- _About this task_
When you reach the records, transcribe each one exactly.

(Dataset entries)
··········

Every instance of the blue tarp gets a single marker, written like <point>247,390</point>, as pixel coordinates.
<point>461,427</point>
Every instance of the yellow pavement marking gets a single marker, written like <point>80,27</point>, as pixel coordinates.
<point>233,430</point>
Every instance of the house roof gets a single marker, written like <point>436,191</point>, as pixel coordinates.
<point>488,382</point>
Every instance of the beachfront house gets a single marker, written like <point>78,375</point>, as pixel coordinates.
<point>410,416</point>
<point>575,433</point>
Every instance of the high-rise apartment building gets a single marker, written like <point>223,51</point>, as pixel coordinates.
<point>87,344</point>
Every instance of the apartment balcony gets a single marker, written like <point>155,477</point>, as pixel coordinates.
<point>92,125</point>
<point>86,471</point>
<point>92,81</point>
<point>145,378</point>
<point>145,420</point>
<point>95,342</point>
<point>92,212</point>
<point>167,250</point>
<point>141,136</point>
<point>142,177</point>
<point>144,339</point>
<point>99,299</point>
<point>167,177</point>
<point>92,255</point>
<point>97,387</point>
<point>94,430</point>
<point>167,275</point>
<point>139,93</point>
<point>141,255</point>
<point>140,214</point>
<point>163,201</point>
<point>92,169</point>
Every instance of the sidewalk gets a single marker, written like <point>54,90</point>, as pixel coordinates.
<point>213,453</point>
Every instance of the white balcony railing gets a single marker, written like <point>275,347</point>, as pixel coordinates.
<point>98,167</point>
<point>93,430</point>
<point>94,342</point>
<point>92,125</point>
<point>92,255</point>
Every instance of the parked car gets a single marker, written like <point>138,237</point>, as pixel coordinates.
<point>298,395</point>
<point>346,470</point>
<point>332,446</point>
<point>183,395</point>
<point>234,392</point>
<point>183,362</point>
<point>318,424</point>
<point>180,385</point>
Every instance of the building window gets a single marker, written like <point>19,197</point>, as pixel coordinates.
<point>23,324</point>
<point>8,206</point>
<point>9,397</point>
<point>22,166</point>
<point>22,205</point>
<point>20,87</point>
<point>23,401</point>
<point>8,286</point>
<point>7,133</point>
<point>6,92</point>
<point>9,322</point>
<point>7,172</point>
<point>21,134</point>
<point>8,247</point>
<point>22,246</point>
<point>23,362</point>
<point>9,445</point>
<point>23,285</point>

··········

- _The answer_
Every instance of the blue tarp gets a single marker, written like <point>247,390</point>, as pixel coordinates.
<point>461,427</point>
Every instance of the yellow pavement marking gets a single marker, written like <point>80,27</point>, as pixel coordinates.
<point>233,430</point>
Every instance of the house roof gets a single marker, written like <point>436,191</point>, as pixel coordinates.
<point>488,382</point>
Every instance of the beachfront house gets a single marker, written like <point>78,375</point>, as pixel coordinates.
<point>410,416</point>
<point>575,433</point>
Every instance of the high-rise apartment building gets a single marker, written like <point>223,51</point>, as pixel coordinates.
<point>87,344</point>
Every instance of the apartment balcony gets a single marker, written like <point>155,477</point>, as pixel coordinates.
<point>92,125</point>
<point>86,471</point>
<point>92,81</point>
<point>145,378</point>
<point>145,420</point>
<point>95,342</point>
<point>92,212</point>
<point>167,250</point>
<point>141,136</point>
<point>142,177</point>
<point>144,339</point>
<point>99,299</point>
<point>167,177</point>
<point>92,255</point>
<point>97,387</point>
<point>94,430</point>
<point>167,275</point>
<point>139,93</point>
<point>141,255</point>
<point>140,214</point>
<point>163,201</point>
<point>92,169</point>
Every instance of the sidewalk gets a single marker, written like <point>54,90</point>, as pixel coordinates.
<point>213,453</point>
Every instance of the white balcony railing gets a single marker, written like <point>275,347</point>, as pixel coordinates.
<point>98,167</point>
<point>93,430</point>
<point>94,342</point>
<point>92,125</point>
<point>92,255</point>
Every instance of the parked car gets a single marker, written like <point>138,237</point>, as pixel coordinates.
<point>298,395</point>
<point>346,470</point>
<point>332,446</point>
<point>183,395</point>
<point>234,392</point>
<point>183,362</point>
<point>318,424</point>
<point>180,385</point>
Every instance of the building window gets a single marker, written like <point>19,197</point>, as pixel coordinates.
<point>23,324</point>
<point>8,206</point>
<point>9,397</point>
<point>22,166</point>
<point>22,205</point>
<point>20,87</point>
<point>23,401</point>
<point>8,286</point>
<point>7,133</point>
<point>6,92</point>
<point>9,322</point>
<point>7,172</point>
<point>21,134</point>
<point>8,247</point>
<point>22,246</point>
<point>23,362</point>
<point>9,445</point>
<point>23,285</point>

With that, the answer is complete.